_Exercise_
Retype the listing that follows, word for word.

_Data for processing_
%%

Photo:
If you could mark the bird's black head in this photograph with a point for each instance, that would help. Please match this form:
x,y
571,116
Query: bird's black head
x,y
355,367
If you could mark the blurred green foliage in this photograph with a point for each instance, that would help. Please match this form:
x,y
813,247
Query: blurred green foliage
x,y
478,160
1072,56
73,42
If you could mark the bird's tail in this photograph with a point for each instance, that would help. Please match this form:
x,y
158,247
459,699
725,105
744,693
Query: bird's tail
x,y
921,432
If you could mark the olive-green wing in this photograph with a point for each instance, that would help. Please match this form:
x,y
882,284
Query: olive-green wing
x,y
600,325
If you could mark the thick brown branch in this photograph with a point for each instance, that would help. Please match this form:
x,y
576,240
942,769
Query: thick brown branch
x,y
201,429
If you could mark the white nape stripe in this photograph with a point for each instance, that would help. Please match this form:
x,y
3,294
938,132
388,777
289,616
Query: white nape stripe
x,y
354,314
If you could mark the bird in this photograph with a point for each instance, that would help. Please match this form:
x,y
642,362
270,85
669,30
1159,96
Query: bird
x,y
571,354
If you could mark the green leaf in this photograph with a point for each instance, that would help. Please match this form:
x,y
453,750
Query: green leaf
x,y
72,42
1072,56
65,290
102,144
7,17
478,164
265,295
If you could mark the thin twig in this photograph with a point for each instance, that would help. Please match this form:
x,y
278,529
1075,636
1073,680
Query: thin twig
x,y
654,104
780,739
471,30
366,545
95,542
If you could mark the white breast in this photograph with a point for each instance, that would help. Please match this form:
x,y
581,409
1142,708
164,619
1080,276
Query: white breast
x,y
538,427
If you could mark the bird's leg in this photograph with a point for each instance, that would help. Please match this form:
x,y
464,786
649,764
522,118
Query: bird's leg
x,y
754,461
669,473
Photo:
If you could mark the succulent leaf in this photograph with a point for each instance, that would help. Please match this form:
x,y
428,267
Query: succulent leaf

%%

_Full response_
Photo:
If you could mark the bird's black head in this photograph with a point for each instance, that would help. Please match this form:
x,y
571,116
Query: bird's black head
x,y
355,367
If you could mark the blurred green foliage in this photograph with a point for each instance, that would help. Please match this form:
x,y
813,247
Query: blurred green foliage
x,y
478,160
1072,56
73,42
If you could mark the bird's tail in this photograph with a point for each instance, that would help. Please match this form:
x,y
158,247
459,699
725,105
744,693
Query: bird's tail
x,y
921,432
If you could mark the olive-green wing in this photograph with a point for each instance, that would help. Please match this form:
x,y
882,284
Query: olive-green wing
x,y
600,325
If you could mark the thick brown branch in this photograph with a point for each instance, that would help. Please match this form:
x,y
576,240
942,769
Query: thick brown branch
x,y
201,429
If you could mark the white nape stripe in this photograph with a point for each instance, that would help. Please match this form:
x,y
3,294
938,132
388,777
289,616
Query: white nape stripe
x,y
354,314
If you could mark the bird in this photograph with a point for each instance, that would help. Please match this form:
x,y
642,362
270,85
669,30
1159,96
Query: bird
x,y
571,354
If you could mark the green leaf in this photograph with a point for each instance, that would help. Please match this form:
x,y
453,750
Query: green leaf
x,y
72,42
1072,56
65,290
102,144
7,17
478,164
265,295
If you could mark the thin twig in this photograph with a point for each instance, that would help. Please match this form:
x,y
278,529
1075,636
1073,680
Query: thin twig
x,y
654,104
780,739
471,30
366,545
95,542
If you could mark the white breast in this photograph with a point for each instance, that would help. Please match this form:
x,y
581,409
1142,708
164,619
1080,276
Query: white breast
x,y
538,427
If you could mark the bird's leg in this photograph with a point for each instance, that would help. Please match this form:
x,y
464,786
649,764
522,118
Query: bird's leg
x,y
754,461
669,473
Photo:
If you could mark the succulent leaf in this photograph with a point for each instance, that would help. Please match this form:
x,y
428,267
Query: succulent leaf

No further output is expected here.